**Job:** Can all of these lines be returned exactly?

** START **

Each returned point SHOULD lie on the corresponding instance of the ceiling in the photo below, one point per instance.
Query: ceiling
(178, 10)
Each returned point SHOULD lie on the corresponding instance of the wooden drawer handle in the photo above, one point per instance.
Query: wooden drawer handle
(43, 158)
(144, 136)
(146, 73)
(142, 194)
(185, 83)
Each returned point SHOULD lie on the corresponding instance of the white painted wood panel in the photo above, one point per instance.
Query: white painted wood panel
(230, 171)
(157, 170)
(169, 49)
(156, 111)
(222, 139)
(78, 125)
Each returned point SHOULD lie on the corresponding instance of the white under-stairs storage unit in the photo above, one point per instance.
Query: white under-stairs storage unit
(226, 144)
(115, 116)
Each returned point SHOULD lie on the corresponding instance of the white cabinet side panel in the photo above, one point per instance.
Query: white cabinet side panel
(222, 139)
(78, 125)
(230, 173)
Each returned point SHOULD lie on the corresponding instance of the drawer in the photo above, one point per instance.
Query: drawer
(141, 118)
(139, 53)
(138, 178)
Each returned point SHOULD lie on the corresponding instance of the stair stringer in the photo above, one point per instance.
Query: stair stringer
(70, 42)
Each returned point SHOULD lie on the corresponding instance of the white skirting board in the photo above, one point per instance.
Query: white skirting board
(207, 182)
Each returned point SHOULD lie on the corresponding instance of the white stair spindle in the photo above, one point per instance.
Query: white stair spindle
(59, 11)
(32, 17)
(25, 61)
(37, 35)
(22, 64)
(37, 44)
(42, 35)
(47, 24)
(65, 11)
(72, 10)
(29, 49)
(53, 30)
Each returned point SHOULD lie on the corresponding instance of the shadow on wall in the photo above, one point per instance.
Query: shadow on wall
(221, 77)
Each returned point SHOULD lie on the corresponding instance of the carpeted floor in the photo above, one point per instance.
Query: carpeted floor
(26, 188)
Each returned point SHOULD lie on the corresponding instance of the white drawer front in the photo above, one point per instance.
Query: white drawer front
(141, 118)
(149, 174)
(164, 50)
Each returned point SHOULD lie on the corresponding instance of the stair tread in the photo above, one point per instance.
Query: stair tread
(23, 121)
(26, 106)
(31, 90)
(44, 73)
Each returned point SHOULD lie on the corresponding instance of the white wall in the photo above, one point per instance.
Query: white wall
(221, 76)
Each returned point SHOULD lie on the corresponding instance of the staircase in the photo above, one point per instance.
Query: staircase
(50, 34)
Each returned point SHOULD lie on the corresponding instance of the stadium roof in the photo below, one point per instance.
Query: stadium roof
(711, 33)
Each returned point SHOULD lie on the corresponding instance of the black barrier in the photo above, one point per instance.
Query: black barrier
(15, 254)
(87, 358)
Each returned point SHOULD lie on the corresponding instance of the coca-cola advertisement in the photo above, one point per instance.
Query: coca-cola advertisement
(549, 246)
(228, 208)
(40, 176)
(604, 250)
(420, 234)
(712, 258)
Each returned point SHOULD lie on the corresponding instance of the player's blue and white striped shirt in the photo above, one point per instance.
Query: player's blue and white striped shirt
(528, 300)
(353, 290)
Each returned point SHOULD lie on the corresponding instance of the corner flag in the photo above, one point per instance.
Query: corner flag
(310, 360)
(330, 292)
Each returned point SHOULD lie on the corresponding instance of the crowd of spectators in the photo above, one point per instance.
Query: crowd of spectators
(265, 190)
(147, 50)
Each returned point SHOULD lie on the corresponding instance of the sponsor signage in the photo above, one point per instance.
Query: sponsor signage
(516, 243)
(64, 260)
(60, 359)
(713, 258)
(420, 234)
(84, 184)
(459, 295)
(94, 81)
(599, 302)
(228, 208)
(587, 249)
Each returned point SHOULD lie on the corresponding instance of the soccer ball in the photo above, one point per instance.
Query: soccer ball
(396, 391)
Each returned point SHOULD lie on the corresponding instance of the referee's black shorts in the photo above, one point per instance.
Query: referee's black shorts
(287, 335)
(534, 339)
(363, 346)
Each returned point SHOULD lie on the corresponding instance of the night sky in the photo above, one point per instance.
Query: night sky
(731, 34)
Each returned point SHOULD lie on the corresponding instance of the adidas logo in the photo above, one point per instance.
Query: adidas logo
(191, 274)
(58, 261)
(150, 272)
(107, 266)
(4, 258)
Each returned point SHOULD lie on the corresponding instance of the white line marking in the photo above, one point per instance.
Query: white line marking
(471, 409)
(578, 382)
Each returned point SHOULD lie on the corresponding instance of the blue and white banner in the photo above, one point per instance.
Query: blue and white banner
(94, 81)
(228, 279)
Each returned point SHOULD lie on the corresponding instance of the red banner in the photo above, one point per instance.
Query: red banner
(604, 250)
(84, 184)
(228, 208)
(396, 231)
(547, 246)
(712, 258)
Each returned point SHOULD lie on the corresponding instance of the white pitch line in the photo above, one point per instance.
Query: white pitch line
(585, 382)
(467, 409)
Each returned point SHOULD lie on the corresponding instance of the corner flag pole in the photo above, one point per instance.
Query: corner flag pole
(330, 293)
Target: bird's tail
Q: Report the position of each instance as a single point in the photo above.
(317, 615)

** END **

**Answer to this task:**
Each returned point SHOULD lie on the corresponding instance of the ceiling in the photo below, one point per instance.
Query: ceiling
(178, 10)
Each returned point SHOULD lie on the corresponding instance of the wooden drawer handle in the photo above, one point per instance.
Query: wooden drawer handle
(43, 158)
(144, 136)
(146, 73)
(142, 194)
(185, 83)
Each returned point SHOULD lie on the corresponding instance of the white painted wood panel in the photo above, one point per instance.
Query: white painted wood panel
(230, 171)
(157, 170)
(169, 49)
(156, 111)
(222, 139)
(78, 125)
Each returned point SHOULD lie on the corresponding instance of the white under-stairs storage unit in the photo above, one point per instance.
Query: white under-stairs storage unit
(226, 144)
(115, 116)
Each returned point SHOULD lie on the corresponding instance of the white cabinet side panel in the photo above, one point per instance.
Query: white cabinet side panel
(222, 139)
(78, 125)
(230, 173)
Each returned point SHOULD lie on the corresponding instance of the drawer in the photo above, one point per instance.
Query: drawer
(141, 118)
(139, 53)
(138, 178)
Each returned point SHOULD lie on the corresponding instance of the stair stringer in the photo above, one point per instance.
Query: stair stringer
(70, 42)
Each returned point SHOULD lie on the corresponding instance of the white skirting board in the photo above, one point per instance.
Query: white skirting board
(207, 182)
Each returned point SHOULD lie on the corresponding instance of the white stair spindle in the photo above, one point per instance.
Query: white stair spindle
(59, 11)
(32, 17)
(25, 61)
(37, 35)
(22, 64)
(37, 44)
(42, 35)
(47, 24)
(65, 11)
(72, 10)
(29, 49)
(53, 30)
Each returned point SHOULD lie on the corresponding instance of the shadow on wall in the photo above, one point per instance.
Query: shadow on wall
(221, 77)
Each returned point SHOULD lie on the corresponding instance of the carpeted floor in the photo above, one point per instance.
Query: carpeted floor
(26, 188)
Each returned point SHOULD lie on the corresponding instance of the white drawer front in the photo above, one point per instance.
Query: white drawer front
(141, 118)
(149, 174)
(164, 50)
Each returned point SHOULD lie on the corresponding instance of the stair tread in the photo above, one point per instance.
Query: stair tread
(23, 121)
(26, 106)
(31, 90)
(44, 73)
Each returned point SHOULD lie on the corresponding instance of the white wall in the photo above, one point per instance.
Query: white wall
(221, 76)
Each returned point SHOULD lie on the corresponding instance of the staircase in the photo above, one point per instance.
Query: staircase
(50, 34)
Each returned point SHOULD lie on the corresponding instance of the stadium roof in the photo below, one point per instance.
Query: stadium roof
(711, 33)
Each returned point SHOULD lie on the corresponding instance of the black barrier in the photo above, one point per instance.
Query: black barrier
(15, 254)
(87, 358)
Each returned point SHOULD lie on the corresponding instance of the coca-cola advertisement in the photo above, one point per instance.
Query: coca-cola advertisement
(549, 246)
(228, 208)
(40, 176)
(604, 250)
(420, 234)
(712, 258)
Each returned point SHOULD lie on the corresponding instance of the player's blue and white striped shirt in the photo above, one point per instance.
Query: player's blue and white striped shirt
(528, 300)
(353, 290)
Each returned point SHOULD lie on the corresponding instance of the corner flag in the photo above, one point per instance.
Query: corner flag
(310, 360)
(330, 292)
Each returned point SHOULD lie on the corresponding instance of the crowd of spectators in the photo above, one point per instance.
Query: crowd of spectators
(265, 190)
(147, 50)
Each returned point SHOULD lie on the corresponding instance of the sponsor signage in the photo above, one point per instance.
Query: sponsor signage
(516, 243)
(64, 260)
(60, 359)
(713, 258)
(420, 234)
(84, 184)
(459, 295)
(94, 81)
(599, 302)
(228, 208)
(587, 249)
Each returned point SHOULD lie on the corresponding instance of the soccer ball in the photo above, one point per instance.
Query: soccer ball
(396, 391)
Each returned point SHOULD lie on the corresponding instance of the referee's black shorts in the photo above, one point per instance.
Query: referee's black shorts
(287, 335)
(534, 339)
(363, 346)
Each returned point SHOULD lie on the corresponding instance of the night sky in the photo above, one point per instance.
Query: night sky
(731, 34)
Each returned point SHOULD lie on the corresponding instance of the adidas logo in the photo above, one point per instance.
Query: adidas logo
(191, 274)
(58, 261)
(150, 272)
(107, 266)
(4, 258)
Each returned point SHOULD lie on the corresponding instance of the white line marking in the photo above, one point per instance.
Query: white line marking
(471, 409)
(578, 382)
Each returned point SHOULD lie on the corresponding instance of the blue and white banner in the photo above, one point per instance.
Query: blue and white banner
(94, 81)
(228, 279)
Each returned point SHOULD lie on the corresponding instance of the red banner in the photo above, one point per instance.
Query: red banner
(604, 250)
(84, 184)
(228, 208)
(396, 231)
(547, 246)
(712, 258)
Each returned point SHOULD lie on the corresponding instance of the white pitch line in the photo above, one point per instance.
Query: white pitch line
(585, 382)
(467, 409)
Each returned point SHOULD lie on the corresponding instance of the corner flag pole in the photo above, one point per instance.
Query: corner flag pole
(330, 293)
Target: bird's tail
Q: Report the position of each instance as a single point in the photo above.
(317, 615)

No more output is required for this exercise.